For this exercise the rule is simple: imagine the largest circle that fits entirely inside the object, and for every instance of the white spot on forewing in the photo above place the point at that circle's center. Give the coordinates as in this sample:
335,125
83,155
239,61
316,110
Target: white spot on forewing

● What is being asked
Copy out the entries above line for line, keeping every word, number and punctuation mark unchanged.

● Result below
For this exercise the rule is simple: imagine the largest circle that fits entirely inside the object, and for every instance of the white spot on forewing in the photo above place the point at that circle's center. Give the coordinates as in this sample:
335,125
83,155
239,61
316,110
Target: white spot on forewing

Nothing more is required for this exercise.